TASK GOAL - The required result is every line of the records that includes "raised".

----

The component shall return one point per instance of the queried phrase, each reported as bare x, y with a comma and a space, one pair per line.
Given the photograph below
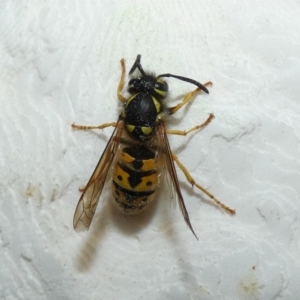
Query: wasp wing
89, 199
168, 162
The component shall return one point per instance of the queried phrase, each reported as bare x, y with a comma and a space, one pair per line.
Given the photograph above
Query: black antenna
198, 84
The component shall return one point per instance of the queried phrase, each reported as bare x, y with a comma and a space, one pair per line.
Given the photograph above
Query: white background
60, 64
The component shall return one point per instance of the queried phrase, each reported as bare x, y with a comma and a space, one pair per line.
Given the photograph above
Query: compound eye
161, 85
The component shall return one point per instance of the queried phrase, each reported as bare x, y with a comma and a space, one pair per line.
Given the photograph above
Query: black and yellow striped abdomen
135, 178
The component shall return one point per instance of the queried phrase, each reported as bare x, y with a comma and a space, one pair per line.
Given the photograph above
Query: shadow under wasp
138, 151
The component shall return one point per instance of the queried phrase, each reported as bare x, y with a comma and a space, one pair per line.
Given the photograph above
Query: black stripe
132, 194
135, 178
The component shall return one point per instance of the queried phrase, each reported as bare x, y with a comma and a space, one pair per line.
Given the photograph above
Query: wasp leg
122, 81
185, 132
191, 180
186, 99
102, 126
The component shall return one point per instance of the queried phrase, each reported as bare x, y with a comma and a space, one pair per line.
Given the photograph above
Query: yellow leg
185, 132
186, 99
122, 82
102, 126
193, 182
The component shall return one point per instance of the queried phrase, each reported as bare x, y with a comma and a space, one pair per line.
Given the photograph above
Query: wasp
138, 151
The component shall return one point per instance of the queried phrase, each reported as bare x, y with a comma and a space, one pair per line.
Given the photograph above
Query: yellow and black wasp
138, 151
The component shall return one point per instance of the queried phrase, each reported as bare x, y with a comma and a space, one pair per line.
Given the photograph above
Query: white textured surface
60, 64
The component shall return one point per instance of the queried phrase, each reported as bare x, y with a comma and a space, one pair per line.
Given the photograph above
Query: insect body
138, 151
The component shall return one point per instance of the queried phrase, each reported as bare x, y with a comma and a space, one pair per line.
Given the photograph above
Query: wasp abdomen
135, 178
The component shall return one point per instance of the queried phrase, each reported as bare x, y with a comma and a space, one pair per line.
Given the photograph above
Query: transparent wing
89, 199
168, 163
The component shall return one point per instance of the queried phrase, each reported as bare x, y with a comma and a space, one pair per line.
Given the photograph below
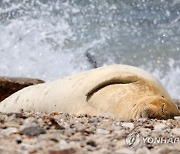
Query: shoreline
60, 133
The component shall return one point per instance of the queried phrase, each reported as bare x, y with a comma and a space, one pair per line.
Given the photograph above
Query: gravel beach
59, 133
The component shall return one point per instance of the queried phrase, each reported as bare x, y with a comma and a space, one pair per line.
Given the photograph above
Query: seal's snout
159, 108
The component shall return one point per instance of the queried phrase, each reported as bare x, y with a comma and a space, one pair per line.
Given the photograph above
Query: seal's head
156, 107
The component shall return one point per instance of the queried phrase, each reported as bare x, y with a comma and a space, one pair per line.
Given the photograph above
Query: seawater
49, 39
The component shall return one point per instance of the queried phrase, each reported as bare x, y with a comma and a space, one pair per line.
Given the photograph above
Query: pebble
128, 125
102, 131
60, 133
176, 131
159, 127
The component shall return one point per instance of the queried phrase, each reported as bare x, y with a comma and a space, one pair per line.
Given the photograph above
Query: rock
102, 131
9, 85
159, 127
65, 151
33, 131
128, 125
177, 102
176, 131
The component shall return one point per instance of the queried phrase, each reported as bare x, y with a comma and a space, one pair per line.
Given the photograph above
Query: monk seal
121, 91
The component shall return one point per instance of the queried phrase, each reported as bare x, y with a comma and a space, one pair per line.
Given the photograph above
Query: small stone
176, 131
65, 151
143, 150
33, 131
9, 131
159, 127
124, 151
177, 118
102, 131
128, 125
63, 144
92, 143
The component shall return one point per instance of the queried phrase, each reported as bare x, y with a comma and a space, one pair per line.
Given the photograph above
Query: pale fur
111, 90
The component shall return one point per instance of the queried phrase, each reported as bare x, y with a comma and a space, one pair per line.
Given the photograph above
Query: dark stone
65, 151
10, 85
92, 143
33, 131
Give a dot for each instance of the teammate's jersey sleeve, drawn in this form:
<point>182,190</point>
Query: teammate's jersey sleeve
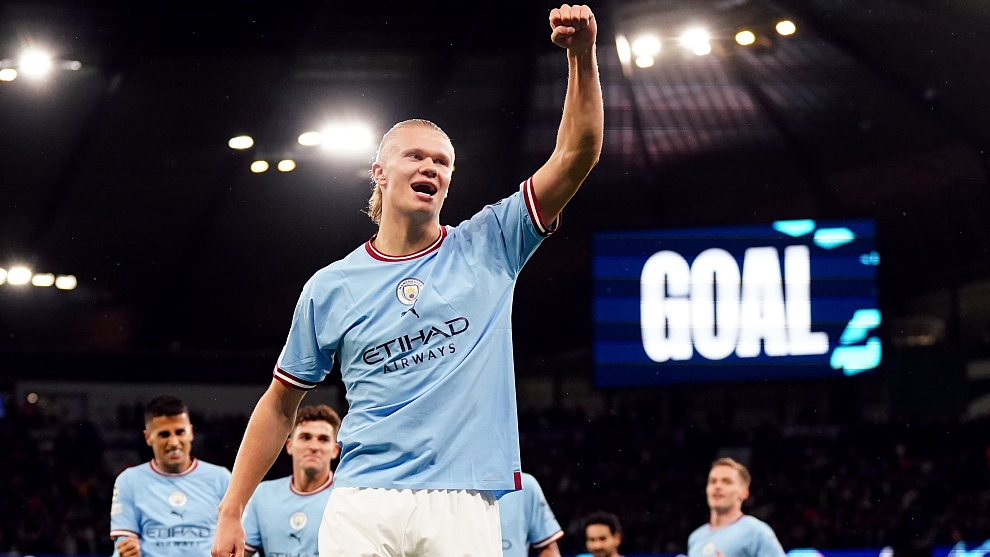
<point>509,231</point>
<point>542,527</point>
<point>308,353</point>
<point>124,514</point>
<point>252,526</point>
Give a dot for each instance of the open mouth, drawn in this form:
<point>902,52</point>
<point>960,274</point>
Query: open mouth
<point>425,188</point>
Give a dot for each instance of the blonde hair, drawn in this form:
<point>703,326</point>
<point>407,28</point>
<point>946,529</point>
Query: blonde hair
<point>384,150</point>
<point>731,463</point>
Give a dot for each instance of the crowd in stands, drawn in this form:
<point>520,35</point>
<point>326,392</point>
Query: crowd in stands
<point>906,485</point>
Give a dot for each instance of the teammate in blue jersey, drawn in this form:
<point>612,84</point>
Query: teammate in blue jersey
<point>283,516</point>
<point>167,507</point>
<point>527,522</point>
<point>729,532</point>
<point>419,319</point>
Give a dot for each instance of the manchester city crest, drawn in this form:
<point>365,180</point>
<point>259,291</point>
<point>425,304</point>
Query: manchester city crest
<point>298,520</point>
<point>408,291</point>
<point>177,499</point>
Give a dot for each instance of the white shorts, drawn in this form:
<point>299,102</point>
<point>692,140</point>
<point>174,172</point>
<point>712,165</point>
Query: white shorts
<point>369,522</point>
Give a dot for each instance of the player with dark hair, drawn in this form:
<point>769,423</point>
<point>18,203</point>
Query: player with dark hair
<point>602,534</point>
<point>283,516</point>
<point>419,319</point>
<point>167,508</point>
<point>527,522</point>
<point>729,532</point>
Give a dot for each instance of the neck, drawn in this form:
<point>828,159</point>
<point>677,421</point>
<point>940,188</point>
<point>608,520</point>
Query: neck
<point>718,519</point>
<point>305,481</point>
<point>402,236</point>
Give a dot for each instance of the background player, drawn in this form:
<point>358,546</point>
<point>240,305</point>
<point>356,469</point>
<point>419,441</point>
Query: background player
<point>729,532</point>
<point>602,534</point>
<point>421,460</point>
<point>527,521</point>
<point>167,507</point>
<point>283,517</point>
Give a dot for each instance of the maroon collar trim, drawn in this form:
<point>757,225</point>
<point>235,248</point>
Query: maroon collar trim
<point>373,252</point>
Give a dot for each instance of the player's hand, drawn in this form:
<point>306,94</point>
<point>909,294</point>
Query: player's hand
<point>129,547</point>
<point>228,541</point>
<point>574,28</point>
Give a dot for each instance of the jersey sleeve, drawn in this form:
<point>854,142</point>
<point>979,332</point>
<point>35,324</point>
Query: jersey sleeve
<point>511,229</point>
<point>252,526</point>
<point>124,519</point>
<point>542,528</point>
<point>305,360</point>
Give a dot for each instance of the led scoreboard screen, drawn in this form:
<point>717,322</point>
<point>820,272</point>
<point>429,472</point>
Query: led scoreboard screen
<point>791,299</point>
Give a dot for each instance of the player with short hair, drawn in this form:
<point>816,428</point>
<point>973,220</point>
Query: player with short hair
<point>283,516</point>
<point>602,534</point>
<point>167,508</point>
<point>419,319</point>
<point>527,521</point>
<point>729,532</point>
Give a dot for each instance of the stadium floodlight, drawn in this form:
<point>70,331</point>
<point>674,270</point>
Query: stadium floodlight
<point>35,63</point>
<point>786,28</point>
<point>696,40</point>
<point>347,138</point>
<point>646,45</point>
<point>44,280</point>
<point>19,275</point>
<point>745,38</point>
<point>310,139</point>
<point>241,142</point>
<point>66,282</point>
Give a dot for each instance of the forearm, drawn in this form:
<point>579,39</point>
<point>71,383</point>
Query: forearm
<point>269,427</point>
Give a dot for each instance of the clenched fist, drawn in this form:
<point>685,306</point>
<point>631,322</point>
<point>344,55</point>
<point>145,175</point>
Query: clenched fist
<point>574,28</point>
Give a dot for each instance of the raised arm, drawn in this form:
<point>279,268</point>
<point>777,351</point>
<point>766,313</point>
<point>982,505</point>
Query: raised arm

----

TASK SOLUTION -
Give a dot for each instance of the raised arm, drawn in this form:
Query: raised arm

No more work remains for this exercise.